▶ QUOTED PASSAGE:
======

It follows, therefore, that the term should be so restricted as to define a disease compounded of the two pathological factors which when acting separately produce either typhoid or malarial fever.
When understood in this sense, and carefully employed, the term appears to me unobjectionable. Perhaps, indeed, it may be a convenient addition to medical nomenclature. If such a name had not been introduced, we would be forced to speak of these cases of compound disease as complications. As it is customary to regard the minor or less important affection as the complicating disorder, we would often have confusion in determining whether the case should be typhoid fever complicated by malaria or malarial fever complicated by typhoid. This term leaves all questions of precedence or predominance in abeyance.
There are no facts, however, which support a conclusion that the malarial poison is capable of forming combinations with the particular poisons of other specific fevers and give birth to a new special poison, which may be perpetuated by successive generations, and thus produce epidemics of a new but compound disease.
The importance of a proper use of the term typho-malarial implies co-ordinate care in diagnosing the true nature of the malady it should define.
It may be said, in brief, that the diagnosis of typho-malarial fever must rest upon the blending of the symptomatic phenomena peculiar to each one of the two fevers which enter into combination. In other words, if the differential diagnosis between the two diseases when they are distinct is made by contrasting the symptoms peculiar to each, the compound disease is to be recognized by more or less positive combinations of these symptoms.
These blended symptoms should not be expected to exhibit the results of a copartnership in which each member exerts equal influence. It is well understood that when two diseases coincide, that one which is more violent or excessive in its morbid process holds so much sway as in some cases almost to extinguish the symptoms of the weaker member of the combination. Consequently, in typho-malarial fever, the typhoid, being the graver of the two forms of disease, ordinarily rules the pathology.
The following notes, accompanied by a temperature chart, will illustrate the clinical course of a case of typho-malarial fever:
J. L., aged thirty years, of French nativity, but a resident of New Orleans for three years, was admitted to Ward 21, Bed 311, Charity Hospital, on the night of December 10, 1881. Had been ill some days with ague. The house-surgeon administered gr. x. of quinia in solution and gtt. xv. of tincture of opium.
The records and temperature date from the 12th of December. During the 11th he took drachm ij sulph. cinch. in solution.

======

▶ DATASET RECORDS:
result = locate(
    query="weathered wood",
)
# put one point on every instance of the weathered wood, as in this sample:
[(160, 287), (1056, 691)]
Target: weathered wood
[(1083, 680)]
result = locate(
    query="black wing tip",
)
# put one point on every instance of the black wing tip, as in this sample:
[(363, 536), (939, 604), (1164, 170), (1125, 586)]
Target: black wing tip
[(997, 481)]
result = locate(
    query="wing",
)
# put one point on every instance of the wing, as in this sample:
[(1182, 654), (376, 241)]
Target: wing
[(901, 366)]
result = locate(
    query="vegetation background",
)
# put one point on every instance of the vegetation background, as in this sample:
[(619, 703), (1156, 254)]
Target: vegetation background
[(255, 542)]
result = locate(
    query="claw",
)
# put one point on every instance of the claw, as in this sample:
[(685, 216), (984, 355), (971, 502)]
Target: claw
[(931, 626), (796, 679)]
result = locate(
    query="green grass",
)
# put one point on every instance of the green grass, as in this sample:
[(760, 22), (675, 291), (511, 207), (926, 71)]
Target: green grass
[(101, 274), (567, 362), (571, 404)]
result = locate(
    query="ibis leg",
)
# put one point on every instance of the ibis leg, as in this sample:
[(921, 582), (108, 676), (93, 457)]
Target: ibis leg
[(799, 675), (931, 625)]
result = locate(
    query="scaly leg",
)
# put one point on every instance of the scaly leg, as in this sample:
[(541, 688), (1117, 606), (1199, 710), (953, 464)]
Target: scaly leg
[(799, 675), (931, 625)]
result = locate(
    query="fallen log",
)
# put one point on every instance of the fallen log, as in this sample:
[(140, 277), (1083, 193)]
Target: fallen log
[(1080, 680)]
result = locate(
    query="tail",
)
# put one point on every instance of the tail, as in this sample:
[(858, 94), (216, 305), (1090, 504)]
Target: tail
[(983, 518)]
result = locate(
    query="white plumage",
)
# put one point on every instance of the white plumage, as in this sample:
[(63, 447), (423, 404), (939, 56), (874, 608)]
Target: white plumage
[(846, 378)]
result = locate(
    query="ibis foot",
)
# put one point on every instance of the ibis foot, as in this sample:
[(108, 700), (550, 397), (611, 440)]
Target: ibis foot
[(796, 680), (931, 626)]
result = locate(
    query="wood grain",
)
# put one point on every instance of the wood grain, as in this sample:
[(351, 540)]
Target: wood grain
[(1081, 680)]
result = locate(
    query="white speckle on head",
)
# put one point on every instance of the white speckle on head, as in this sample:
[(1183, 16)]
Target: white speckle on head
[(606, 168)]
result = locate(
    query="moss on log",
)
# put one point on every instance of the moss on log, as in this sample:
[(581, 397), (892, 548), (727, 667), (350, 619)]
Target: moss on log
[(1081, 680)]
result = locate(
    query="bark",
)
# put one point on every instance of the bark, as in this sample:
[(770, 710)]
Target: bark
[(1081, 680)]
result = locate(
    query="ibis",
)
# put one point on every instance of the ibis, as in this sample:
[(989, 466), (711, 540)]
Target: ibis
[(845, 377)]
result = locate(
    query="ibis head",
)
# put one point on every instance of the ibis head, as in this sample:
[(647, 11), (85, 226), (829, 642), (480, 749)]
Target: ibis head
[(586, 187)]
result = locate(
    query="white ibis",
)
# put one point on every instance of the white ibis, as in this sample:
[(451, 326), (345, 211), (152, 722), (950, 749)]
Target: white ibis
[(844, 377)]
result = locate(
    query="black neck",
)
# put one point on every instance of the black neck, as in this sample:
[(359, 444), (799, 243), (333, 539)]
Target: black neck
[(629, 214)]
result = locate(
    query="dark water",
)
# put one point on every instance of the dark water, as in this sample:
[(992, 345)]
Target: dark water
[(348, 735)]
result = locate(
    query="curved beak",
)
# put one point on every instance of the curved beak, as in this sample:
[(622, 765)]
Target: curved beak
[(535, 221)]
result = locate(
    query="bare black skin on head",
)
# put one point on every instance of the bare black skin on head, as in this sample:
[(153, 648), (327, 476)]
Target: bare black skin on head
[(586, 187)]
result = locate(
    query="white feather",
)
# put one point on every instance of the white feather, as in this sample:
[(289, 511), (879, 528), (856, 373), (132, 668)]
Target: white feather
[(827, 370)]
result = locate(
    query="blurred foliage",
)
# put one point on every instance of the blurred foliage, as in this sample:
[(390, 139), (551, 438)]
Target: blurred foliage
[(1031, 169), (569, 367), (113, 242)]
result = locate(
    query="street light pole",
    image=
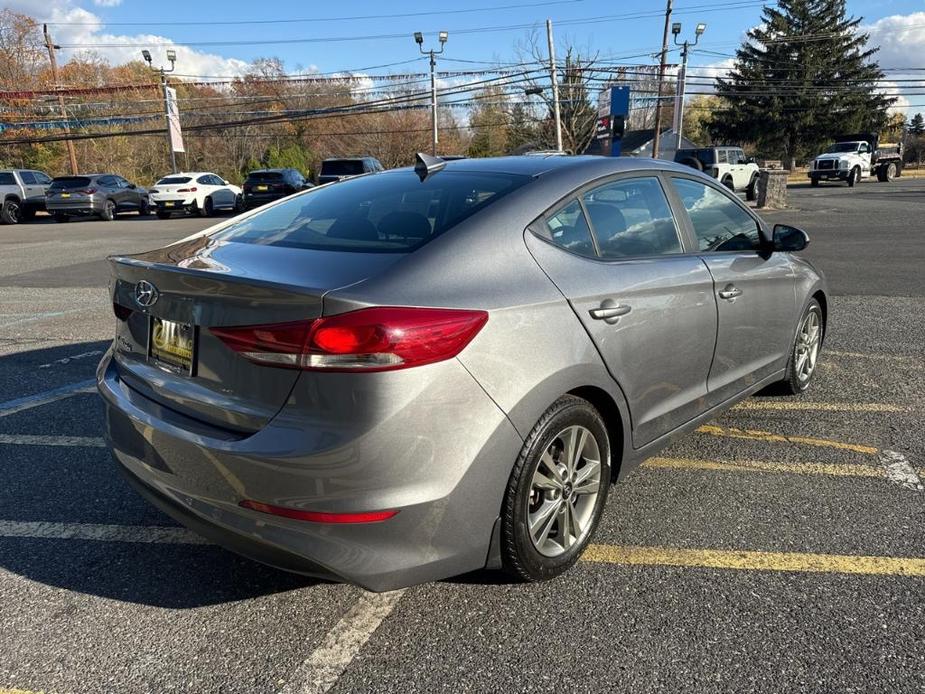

======

From the passage on typho-malarial fever, extract the part that opens with the words containing "There are no" and closes with "but compound disease.", copying it word for word. You can leave the items aside; none of them is needed here.

There are no facts, however, which support a conclusion that the malarial poison is capable of forming combinations with the particular poisons of other specific fevers and give birth to a new special poison, which may be perpetuated by successive generations, and thus produce epidemics of a new but compound disease.